**WHAT THIS TASK INVOLVES:**
In the records from the line holding "Point out the orange sky here." through the line holding "[0,33,650,359]", inclusive, switch "sandy clearing" to "open clearing" and give only those lines back, with everything else unchanged.

**DATA LINES:**
|---|

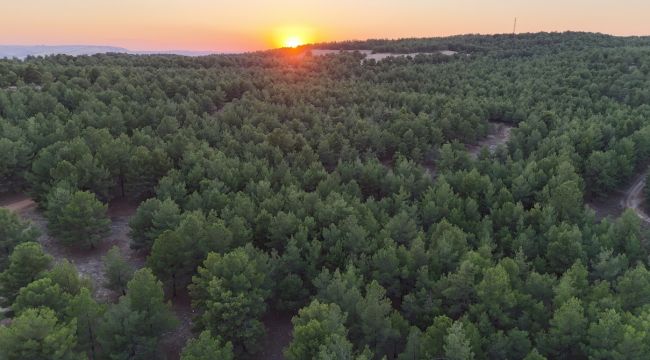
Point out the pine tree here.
[66,288,106,360]
[103,246,135,295]
[0,242,52,303]
[0,308,84,360]
[444,321,474,360]
[99,268,177,360]
[46,187,111,249]
[0,208,39,271]
[181,330,235,360]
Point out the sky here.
[0,0,650,52]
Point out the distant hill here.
[0,45,128,59]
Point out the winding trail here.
[621,171,650,223]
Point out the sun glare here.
[284,36,304,48]
[269,26,316,48]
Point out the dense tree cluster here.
[0,33,650,360]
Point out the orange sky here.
[0,0,650,51]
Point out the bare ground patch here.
[255,311,295,360]
[3,196,144,302]
[585,171,650,224]
[467,122,514,159]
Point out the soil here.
[255,311,295,360]
[0,194,145,302]
[0,194,292,360]
[160,289,196,360]
[586,171,650,224]
[467,122,513,159]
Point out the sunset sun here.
[283,36,305,48]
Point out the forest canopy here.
[0,33,650,360]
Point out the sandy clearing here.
[0,193,36,213]
[467,122,514,159]
[621,171,650,223]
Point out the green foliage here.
[65,288,106,360]
[443,322,474,360]
[98,268,177,360]
[46,187,111,249]
[129,199,180,251]
[181,330,235,360]
[11,278,70,315]
[147,231,193,296]
[0,308,84,360]
[0,242,52,303]
[103,246,135,295]
[284,300,352,360]
[189,246,271,354]
[47,260,92,296]
[0,209,39,271]
[0,33,650,359]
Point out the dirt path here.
[621,172,650,223]
[0,194,144,302]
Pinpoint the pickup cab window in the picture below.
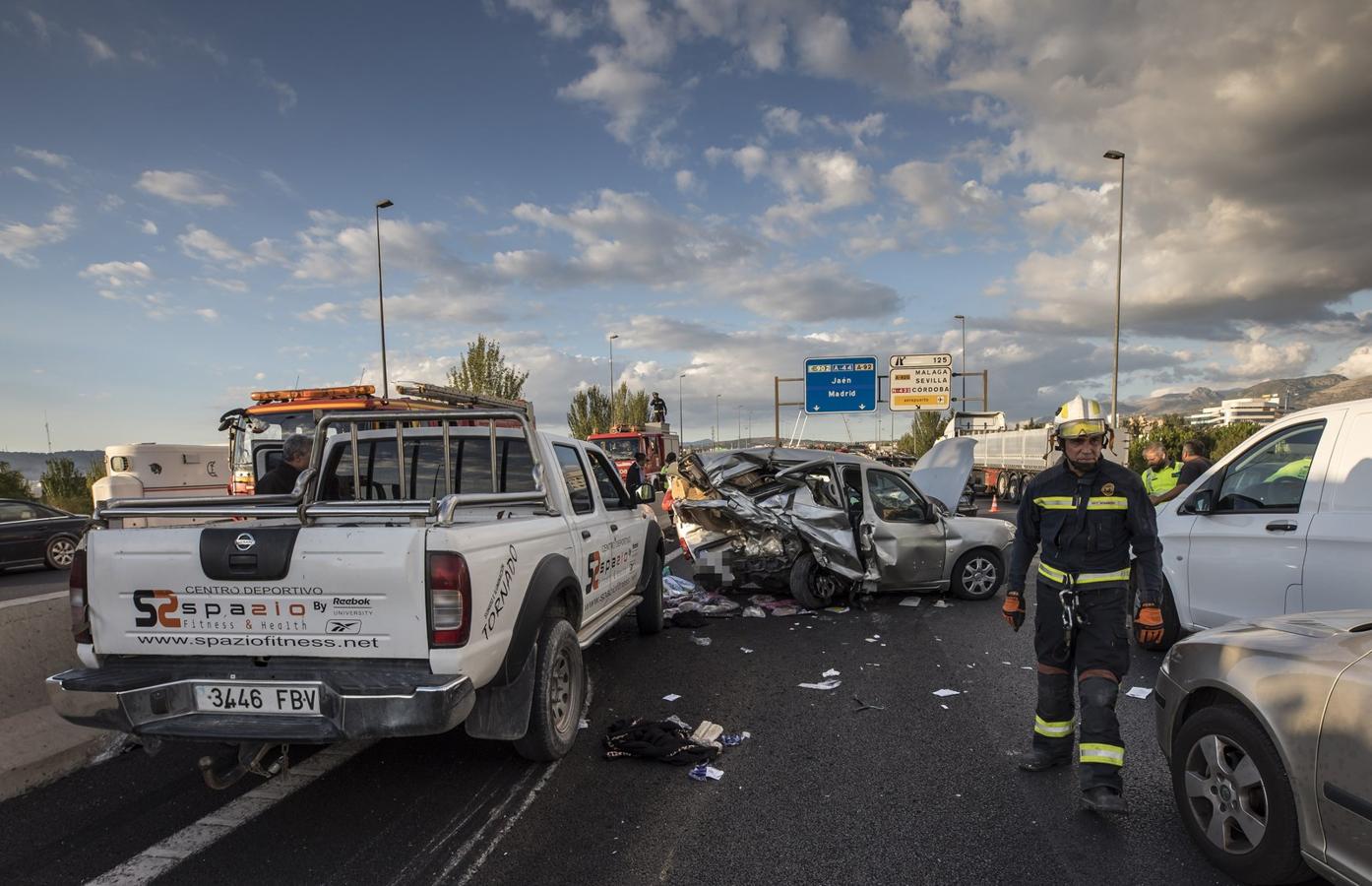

|---|

**EXERCISE SOLUTION:**
Point out the orange sky here.
[0,0,650,51]
Point out the bare ground patch here.
[255,311,295,360]
[3,196,144,302]
[585,171,650,224]
[467,122,514,159]
Point out the soil here.
[255,311,295,360]
[0,194,145,302]
[0,194,292,360]
[160,289,196,360]
[586,171,650,224]
[467,122,513,159]
Point out the sunset sun here.
[283,36,305,48]
Point out the forest canopy here.
[0,33,650,360]
Point out the open clearing here.
[0,193,36,213]
[467,122,514,159]
[621,171,650,223]
Point out the green foliage here.
[65,288,106,360]
[443,322,474,360]
[98,268,177,360]
[46,187,111,249]
[129,199,180,251]
[181,330,235,360]
[11,278,70,315]
[147,231,193,296]
[0,308,84,360]
[0,242,52,303]
[103,246,135,295]
[284,300,352,360]
[189,246,271,354]
[47,260,92,296]
[0,209,39,271]
[0,33,650,359]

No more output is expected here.